REQUIRED WORK:
Reproduce the listing below with "pixel coordinates" replaced by "image coordinates" wherever it occurs, changing nothing else, and leave out the pictures.

----- PROVIDED ENTRIES -----

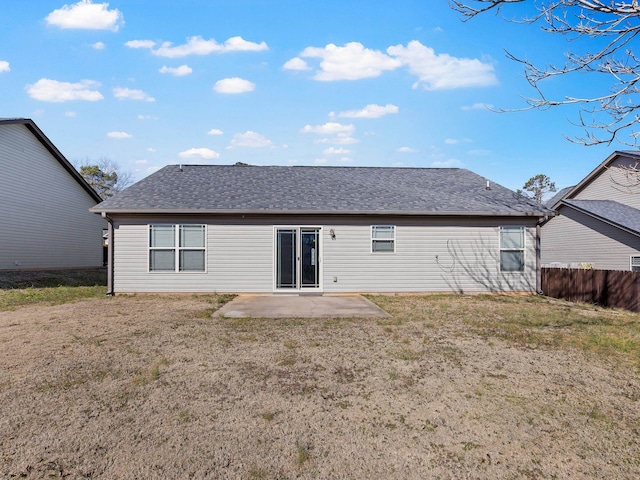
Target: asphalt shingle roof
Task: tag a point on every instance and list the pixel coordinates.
(279, 189)
(614, 212)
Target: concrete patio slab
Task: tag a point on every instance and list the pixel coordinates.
(300, 306)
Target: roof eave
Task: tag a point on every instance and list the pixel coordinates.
(601, 218)
(178, 211)
(593, 174)
(53, 150)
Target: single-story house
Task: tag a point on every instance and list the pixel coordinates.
(45, 221)
(205, 228)
(598, 221)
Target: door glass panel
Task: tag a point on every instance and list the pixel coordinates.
(286, 259)
(309, 264)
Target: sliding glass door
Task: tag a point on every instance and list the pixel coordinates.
(297, 259)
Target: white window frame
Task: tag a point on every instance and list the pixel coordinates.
(177, 248)
(522, 249)
(373, 239)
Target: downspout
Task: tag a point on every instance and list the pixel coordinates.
(538, 256)
(110, 291)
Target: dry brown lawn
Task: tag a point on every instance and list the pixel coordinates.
(452, 387)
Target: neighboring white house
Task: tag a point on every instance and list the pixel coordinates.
(203, 228)
(45, 221)
(598, 222)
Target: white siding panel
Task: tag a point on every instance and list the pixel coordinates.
(239, 259)
(44, 213)
(431, 256)
(576, 238)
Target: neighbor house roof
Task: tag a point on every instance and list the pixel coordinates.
(42, 138)
(316, 190)
(571, 192)
(614, 213)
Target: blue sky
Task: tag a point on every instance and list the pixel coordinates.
(340, 83)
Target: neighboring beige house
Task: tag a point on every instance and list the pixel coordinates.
(45, 221)
(598, 222)
(205, 228)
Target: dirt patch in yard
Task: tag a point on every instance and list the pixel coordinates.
(154, 387)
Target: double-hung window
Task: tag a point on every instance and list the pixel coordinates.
(383, 238)
(176, 248)
(512, 249)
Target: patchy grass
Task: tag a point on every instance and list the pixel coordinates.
(11, 299)
(82, 277)
(53, 287)
(530, 320)
(453, 386)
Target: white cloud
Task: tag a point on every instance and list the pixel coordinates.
(129, 94)
(354, 61)
(443, 72)
(370, 111)
(140, 44)
(477, 106)
(479, 152)
(48, 90)
(250, 139)
(234, 85)
(457, 141)
(330, 128)
(450, 163)
(333, 132)
(296, 64)
(336, 151)
(198, 46)
(205, 153)
(238, 44)
(86, 15)
(351, 62)
(180, 71)
(119, 135)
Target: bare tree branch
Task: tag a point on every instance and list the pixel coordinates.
(610, 28)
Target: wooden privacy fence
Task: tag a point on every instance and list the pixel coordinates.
(608, 288)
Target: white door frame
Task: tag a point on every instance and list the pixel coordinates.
(296, 286)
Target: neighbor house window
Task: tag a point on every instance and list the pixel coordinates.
(512, 249)
(176, 248)
(383, 238)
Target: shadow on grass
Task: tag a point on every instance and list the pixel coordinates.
(84, 277)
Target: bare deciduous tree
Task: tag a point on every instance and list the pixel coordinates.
(609, 28)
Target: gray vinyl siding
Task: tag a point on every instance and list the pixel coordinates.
(574, 238)
(610, 185)
(240, 255)
(44, 213)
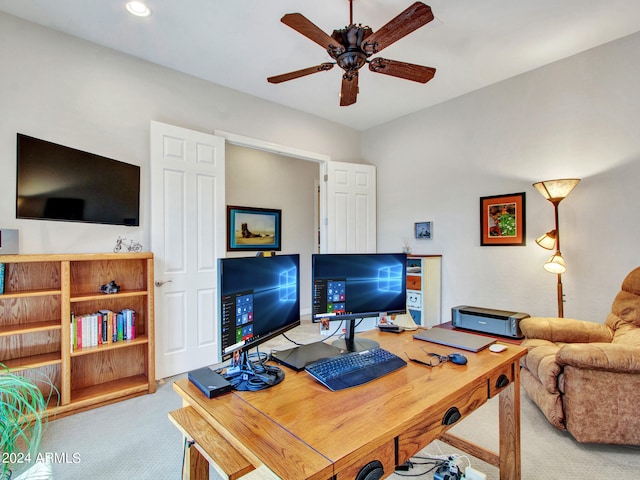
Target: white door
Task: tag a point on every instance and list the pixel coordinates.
(351, 208)
(187, 237)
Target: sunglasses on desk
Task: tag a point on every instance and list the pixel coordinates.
(433, 359)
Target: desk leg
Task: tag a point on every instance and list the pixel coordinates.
(510, 429)
(196, 467)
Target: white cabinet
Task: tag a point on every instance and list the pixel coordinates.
(424, 274)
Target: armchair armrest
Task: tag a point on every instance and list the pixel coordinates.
(565, 330)
(612, 357)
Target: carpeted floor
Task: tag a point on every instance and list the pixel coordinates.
(135, 440)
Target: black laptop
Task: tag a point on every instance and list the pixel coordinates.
(455, 338)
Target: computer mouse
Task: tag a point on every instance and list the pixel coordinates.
(457, 358)
(496, 347)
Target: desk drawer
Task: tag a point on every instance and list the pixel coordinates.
(384, 454)
(501, 380)
(431, 426)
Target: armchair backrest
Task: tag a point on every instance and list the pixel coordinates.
(624, 318)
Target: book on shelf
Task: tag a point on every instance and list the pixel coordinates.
(101, 327)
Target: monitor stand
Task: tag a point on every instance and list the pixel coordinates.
(299, 357)
(351, 343)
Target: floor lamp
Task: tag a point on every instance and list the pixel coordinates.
(555, 191)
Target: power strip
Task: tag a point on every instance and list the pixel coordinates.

-----

TASK ANSWER:
Target: asphalt shingle roof
Task: tag a point on every instance and list the image coordinates.
(279, 189)
(614, 212)
Target: concrete patio slab
Task: tag a point on every instance and list the image coordinates.
(300, 306)
Target: roof eave
Task: tag a point on every instance and list the image coordinates.
(601, 218)
(178, 211)
(593, 174)
(53, 150)
Target: single-story house
Task: tag a point on every instance and list the image coordinates.
(45, 221)
(205, 228)
(598, 221)
Target: door glass panel
Task: tag a point on every instance and list the image coordinates.
(286, 259)
(309, 264)
Target: sliding glass door
Task: tag a point on every instance and list the image coordinates.
(297, 259)
Target: white window frame
Task: tag a point on every instance and list the image coordinates.
(177, 248)
(522, 249)
(373, 239)
Target: downspout
Task: tag a point on every instance and list the image coordinates.
(538, 256)
(110, 291)
Target: dry brown lawn
Task: tag a point on every instance and list the image coordinates.
(452, 387)
Target: neighboring white house
Task: tag a point on every instance and list the image coordinates.
(203, 228)
(45, 221)
(598, 222)
Target: white siding panel
Task: tag a point on every instance and list the image coordinates.
(239, 259)
(44, 213)
(431, 256)
(576, 238)
Target: neighbor house roof
Task: tag a point on every instance and list the image coordinates.
(42, 138)
(316, 190)
(571, 192)
(614, 213)
Target: blue sky
Task: tag a point on every instance and list the image coordinates.
(340, 83)
Target: neighboring beige house
Task: tag a point on every instance and list the image coordinates.
(45, 221)
(598, 222)
(205, 228)
Target: dirt patch in yard
Task: tag a point on every instance and list the image coordinates.
(154, 387)
Target: double-hung window
Task: tag a point on every instance and list the image coordinates.
(383, 238)
(176, 248)
(512, 249)
Target: patchy grass
Task: tag a point on every instance and list the image coordinates.
(11, 299)
(82, 277)
(53, 287)
(530, 320)
(453, 386)
Target: white cloud
Task: tag a point on every instance and list the image coordinates.
(129, 94)
(354, 61)
(443, 72)
(370, 111)
(140, 44)
(477, 106)
(479, 152)
(48, 90)
(250, 139)
(234, 85)
(457, 141)
(330, 128)
(450, 163)
(333, 132)
(296, 64)
(336, 151)
(198, 46)
(205, 153)
(238, 44)
(86, 15)
(351, 62)
(180, 71)
(119, 135)
Target: bare tree branch
Task: tag a point on every instance and list the image coordinates.
(610, 28)
Target: wooden privacy fence
Task: tag a point on every instance and list the image coordinates.
(608, 288)
Target: white door frame
Task: tag a point on every instance and list the image coordinates.
(296, 286)
Target: neighbor house window
Task: tag a point on every instance and list the image coordinates.
(512, 249)
(176, 248)
(383, 238)
Target: shadow on grass
Task: tag a point on every instance and list the image coordinates.
(84, 277)
Target: bare deciduous tree
Task: tag a point on every instance and list the image coordinates.
(609, 28)
Target: gray vinyl siding
Task: tag a point on every instance and list the image coordinates.
(574, 238)
(610, 185)
(240, 255)
(44, 213)
Target: white door
Task: tag a point on every instance and list the image coordinates.
(351, 208)
(187, 237)
Target: sunglasses on desk
Task: tag a point on every instance and list the image coordinates.
(433, 359)
Target: desk leg
Task: tag a point on every instance and list the image coordinates.
(510, 429)
(196, 467)
Target: white cabinet
Task: tag a point on every instance and list the image coordinates.
(424, 274)
Target: armchair armrest
Task: tag a point on every instance and list the image coordinates.
(565, 330)
(612, 357)
Target: carpeted floor
Task: tag a point on every instance and list the image coordinates.
(135, 440)
Target: black laptop
Task: tag a point on every instance and list the image coordinates.
(455, 338)
Target: computer mouse
Task: tag a point on every instance and list the image coordinates.
(457, 358)
(496, 347)
Target: desk drawer
Task: tag a point on every instance and list the image coordinates.
(384, 454)
(501, 380)
(431, 426)
Target: armchair backrest
Task: tag a point on every instance and list the image coordinates.
(624, 318)
Target: book on shelf
Task: tag a point on every instance and list the image coordinates.
(101, 327)
Target: monitor stand
Task: tag a point on every instance and list the image coordinates.
(299, 357)
(351, 343)
Target: floor lamp
Task: tag a point on every instance and list the image coordinates.
(555, 191)
Target: power strip
Task: tag a point on every instance and list the image coordinates.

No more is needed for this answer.